**Direction**
Give back the line where "Definition of the keypoint: for every instance of the parked" appears and all the lines after it until the listing ends, unchanged and with nothing else.

**Recorded information**
━━━━━━━━

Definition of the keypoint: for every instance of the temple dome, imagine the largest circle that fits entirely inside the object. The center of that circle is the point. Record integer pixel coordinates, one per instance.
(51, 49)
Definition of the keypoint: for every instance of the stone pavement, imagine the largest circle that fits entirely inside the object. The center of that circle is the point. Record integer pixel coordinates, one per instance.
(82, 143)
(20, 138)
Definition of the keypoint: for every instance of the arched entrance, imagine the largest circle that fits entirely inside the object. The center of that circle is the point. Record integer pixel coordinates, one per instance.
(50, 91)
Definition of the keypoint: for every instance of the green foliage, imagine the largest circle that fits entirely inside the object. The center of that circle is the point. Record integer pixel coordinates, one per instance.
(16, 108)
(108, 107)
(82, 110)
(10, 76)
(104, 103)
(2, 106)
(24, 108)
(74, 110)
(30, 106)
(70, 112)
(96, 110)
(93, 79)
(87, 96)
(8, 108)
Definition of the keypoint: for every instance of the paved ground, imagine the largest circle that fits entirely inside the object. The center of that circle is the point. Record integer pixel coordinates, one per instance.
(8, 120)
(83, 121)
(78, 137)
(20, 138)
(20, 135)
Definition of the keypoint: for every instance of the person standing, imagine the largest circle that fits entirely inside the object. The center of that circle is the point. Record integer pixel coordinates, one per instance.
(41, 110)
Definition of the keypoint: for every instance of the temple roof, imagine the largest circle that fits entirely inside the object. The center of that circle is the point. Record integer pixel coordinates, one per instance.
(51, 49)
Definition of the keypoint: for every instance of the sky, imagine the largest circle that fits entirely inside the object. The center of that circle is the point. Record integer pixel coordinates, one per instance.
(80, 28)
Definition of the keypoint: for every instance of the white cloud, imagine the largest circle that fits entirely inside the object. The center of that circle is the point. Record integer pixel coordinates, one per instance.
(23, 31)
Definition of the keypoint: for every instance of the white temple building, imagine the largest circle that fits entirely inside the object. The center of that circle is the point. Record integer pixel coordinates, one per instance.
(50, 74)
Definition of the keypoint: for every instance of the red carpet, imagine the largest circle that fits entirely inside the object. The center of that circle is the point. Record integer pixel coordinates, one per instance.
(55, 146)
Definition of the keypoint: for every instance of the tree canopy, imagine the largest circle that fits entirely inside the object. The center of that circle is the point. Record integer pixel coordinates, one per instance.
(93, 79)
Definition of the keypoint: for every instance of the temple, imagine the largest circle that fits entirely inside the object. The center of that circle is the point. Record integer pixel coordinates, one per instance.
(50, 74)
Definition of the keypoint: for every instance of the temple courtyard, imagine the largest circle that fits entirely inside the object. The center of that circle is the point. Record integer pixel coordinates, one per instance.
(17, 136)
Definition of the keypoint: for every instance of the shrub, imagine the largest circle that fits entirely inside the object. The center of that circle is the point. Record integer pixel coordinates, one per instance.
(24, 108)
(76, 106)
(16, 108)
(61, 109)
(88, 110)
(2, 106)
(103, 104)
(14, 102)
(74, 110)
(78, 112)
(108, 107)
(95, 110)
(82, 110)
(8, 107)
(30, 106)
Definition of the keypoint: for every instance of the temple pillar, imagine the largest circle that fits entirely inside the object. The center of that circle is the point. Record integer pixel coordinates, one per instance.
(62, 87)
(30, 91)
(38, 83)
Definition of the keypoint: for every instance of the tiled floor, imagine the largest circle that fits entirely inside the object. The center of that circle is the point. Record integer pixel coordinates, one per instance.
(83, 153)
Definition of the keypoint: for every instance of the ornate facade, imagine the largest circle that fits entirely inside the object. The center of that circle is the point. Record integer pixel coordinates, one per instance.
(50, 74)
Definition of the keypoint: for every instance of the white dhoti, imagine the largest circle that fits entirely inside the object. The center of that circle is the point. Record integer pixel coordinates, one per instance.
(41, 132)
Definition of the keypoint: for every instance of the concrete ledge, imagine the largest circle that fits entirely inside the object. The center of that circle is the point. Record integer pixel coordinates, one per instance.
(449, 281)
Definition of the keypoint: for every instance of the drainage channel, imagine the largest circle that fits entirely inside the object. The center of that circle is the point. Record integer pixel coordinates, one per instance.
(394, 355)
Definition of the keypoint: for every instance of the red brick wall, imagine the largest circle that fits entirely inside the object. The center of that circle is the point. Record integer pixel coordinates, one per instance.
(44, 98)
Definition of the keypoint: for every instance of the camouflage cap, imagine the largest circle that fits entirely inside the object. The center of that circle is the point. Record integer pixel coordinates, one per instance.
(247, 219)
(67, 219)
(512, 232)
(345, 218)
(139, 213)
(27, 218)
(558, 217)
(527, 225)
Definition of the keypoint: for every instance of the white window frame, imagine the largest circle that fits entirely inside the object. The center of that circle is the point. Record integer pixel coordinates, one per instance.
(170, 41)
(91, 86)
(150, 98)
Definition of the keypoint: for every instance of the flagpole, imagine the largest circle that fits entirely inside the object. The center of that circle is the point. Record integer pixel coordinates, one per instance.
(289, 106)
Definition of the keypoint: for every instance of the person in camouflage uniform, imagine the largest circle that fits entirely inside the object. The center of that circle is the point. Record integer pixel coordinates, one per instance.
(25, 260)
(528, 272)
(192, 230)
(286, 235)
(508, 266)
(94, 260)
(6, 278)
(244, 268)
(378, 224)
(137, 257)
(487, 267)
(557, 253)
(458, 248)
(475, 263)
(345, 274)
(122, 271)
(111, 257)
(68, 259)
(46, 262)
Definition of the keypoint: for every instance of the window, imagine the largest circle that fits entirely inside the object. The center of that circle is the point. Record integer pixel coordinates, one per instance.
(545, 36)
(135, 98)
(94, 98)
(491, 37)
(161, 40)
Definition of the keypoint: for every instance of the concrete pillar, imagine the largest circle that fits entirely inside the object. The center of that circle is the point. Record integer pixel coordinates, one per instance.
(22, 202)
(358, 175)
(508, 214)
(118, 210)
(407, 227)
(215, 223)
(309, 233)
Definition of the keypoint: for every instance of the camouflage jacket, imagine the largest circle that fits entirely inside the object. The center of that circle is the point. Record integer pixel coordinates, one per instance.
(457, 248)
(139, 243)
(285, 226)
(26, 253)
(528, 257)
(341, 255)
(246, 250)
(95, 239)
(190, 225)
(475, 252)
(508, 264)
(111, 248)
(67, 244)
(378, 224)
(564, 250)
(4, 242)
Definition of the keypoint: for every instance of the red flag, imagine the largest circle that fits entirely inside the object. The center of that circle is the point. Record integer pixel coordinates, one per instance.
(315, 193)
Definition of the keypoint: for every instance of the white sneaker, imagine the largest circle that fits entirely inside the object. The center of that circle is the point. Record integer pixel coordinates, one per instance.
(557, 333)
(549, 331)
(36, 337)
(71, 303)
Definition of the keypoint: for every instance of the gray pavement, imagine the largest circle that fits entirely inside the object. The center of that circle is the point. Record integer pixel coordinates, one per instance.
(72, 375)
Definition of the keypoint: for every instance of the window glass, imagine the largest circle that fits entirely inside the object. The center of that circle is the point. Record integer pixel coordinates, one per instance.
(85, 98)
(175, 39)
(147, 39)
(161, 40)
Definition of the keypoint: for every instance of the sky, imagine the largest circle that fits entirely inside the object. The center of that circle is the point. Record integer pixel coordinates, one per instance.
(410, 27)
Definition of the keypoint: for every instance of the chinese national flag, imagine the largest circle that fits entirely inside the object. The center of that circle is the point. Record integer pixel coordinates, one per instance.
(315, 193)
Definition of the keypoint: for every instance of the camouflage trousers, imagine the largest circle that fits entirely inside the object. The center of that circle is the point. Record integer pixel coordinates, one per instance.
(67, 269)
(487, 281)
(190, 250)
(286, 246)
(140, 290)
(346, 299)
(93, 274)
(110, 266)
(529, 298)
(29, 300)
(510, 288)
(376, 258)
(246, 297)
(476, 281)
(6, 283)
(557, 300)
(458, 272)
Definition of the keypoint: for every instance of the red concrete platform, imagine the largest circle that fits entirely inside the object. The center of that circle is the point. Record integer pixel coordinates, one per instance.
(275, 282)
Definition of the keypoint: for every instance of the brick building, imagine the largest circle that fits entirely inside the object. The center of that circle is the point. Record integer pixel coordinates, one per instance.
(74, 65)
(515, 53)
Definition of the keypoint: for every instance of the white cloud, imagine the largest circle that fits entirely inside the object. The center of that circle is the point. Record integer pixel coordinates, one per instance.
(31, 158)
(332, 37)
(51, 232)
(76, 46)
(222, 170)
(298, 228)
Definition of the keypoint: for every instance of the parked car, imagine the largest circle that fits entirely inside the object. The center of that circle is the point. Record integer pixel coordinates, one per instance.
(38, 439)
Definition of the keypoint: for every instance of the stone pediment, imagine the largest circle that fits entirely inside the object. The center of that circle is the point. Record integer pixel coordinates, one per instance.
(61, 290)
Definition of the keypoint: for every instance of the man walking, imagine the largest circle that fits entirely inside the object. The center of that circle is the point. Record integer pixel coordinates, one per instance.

━━━━━━━━

**Solution**
Definition of the keypoint: for every instance of the parked car, imagine the largest circle that fits entirely inside the object. The center of that circle is the point. Record integer pixel coordinates, one per instance.
(38, 439)
Definition of the keypoint: for every instance of the stone pediment, imagine the largest circle that fits entirely inside the object. The center of that circle is the point. Record integer pixel coordinates, one per instance.
(61, 290)
Definition of the keypoint: for every instance of the man walking, imagine the largest circle that fits entirely inside the object. The center of that circle is the point. Record integer pixel coordinates, one per instance.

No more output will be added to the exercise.